### [Texte source]
Acteur discret mais essentiel de la victoire le 15 juillet dernier à Moscou, Guy Stéphan n’a pas boudé son plaisir quand la demande fut faite de revenir une dernière fois sur la Coupe du monde.
Le fidèle lieutenant de Didier Deschamps (depuis 2012), s’est replongé avec gourmandise dans cette épopée historique. Pendant près de deux heures, entrecoupées d’un plat de coquilles Saint-Jacques, d’un paris-brest et d’un verre de vin rouge, le Breton de 62 ans a feuilleté son album souvenirs pour Le Figaro. Un cadeau de Noël avant l’heure.
L’avant-Russie : « On ne part pas en totale confiance »
« L’ambiance de travail était bonne, mais il faut aussi se replacer dans le contexte. À ce moment-là, Lloris est contesté, on se demande si Tolisso ne va pas pousser Pogba sur le banc, la défense centrale n’inspire pas confiance, cela fait des points d’interrogation. Pour nous, c’était acté avec Didier, on avait nos idées, mais on entendait aussi le discours extérieur. Le climat n’était pas propice à la performance. On part avec de l’énergie, mais pas un moral à 150 %. Pour être honnête, si les matchs de préparation sont réussis, le dernier à Lyon contre les États-Unis (0-0), où il ne se passe pas grand-chose, met un petit coup de froid dans nos discussions. On part le lendemain en Russie pas en totale confiance. »

### [Travail demandé]
Poursuivez le texte sur Guy Stéphan à partir de l'endroit où il s'arrête. Les lignes n'ont aucun lien avec le texte sur Guy Stéphan.

### [Données fournies]
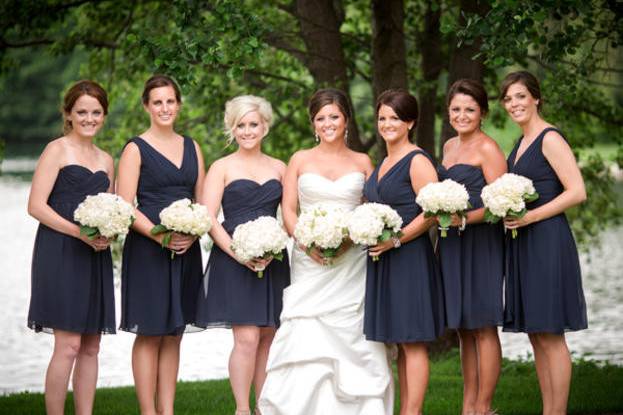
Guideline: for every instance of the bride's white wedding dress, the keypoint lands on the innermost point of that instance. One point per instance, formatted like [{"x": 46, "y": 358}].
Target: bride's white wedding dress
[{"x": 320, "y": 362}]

### [Résultat]
La vie en Russie : « Pas l’impression d’être enfermés »
« Je savais où on mettait les pieds, car j’avais fait des repérages à Istra (camp de base des Bleus à 80 km de Moscou). Rien n’avait été laissé au hasard, avec un hôtel personnalisé aux couleurs de la FFF, chaque joueur devant sa chambre avait son portrait sur la porte. Ça peut paraître des détails, mais ça compte dans le bien-être des mecs. On a vu que c’était gagné dans l’esprit des garçons quand on revenait au camp de base après les matchs de poule, les joueurs disaient : “On revient chez nous.” Ils se sont appropriés les lieux. En toute franchise, ils n’avaient pas l’impression d’être dans une bulle ou enfermés, car entre les entraînements, les repas, les soins, la salle de jeux, de musculation, les journées filaient. Le soir, on faisait des barbecues, ce n’était pas le bagne. »
La mise au point de Deschamps après l’Australie : « Un tournant dans ce Mondial »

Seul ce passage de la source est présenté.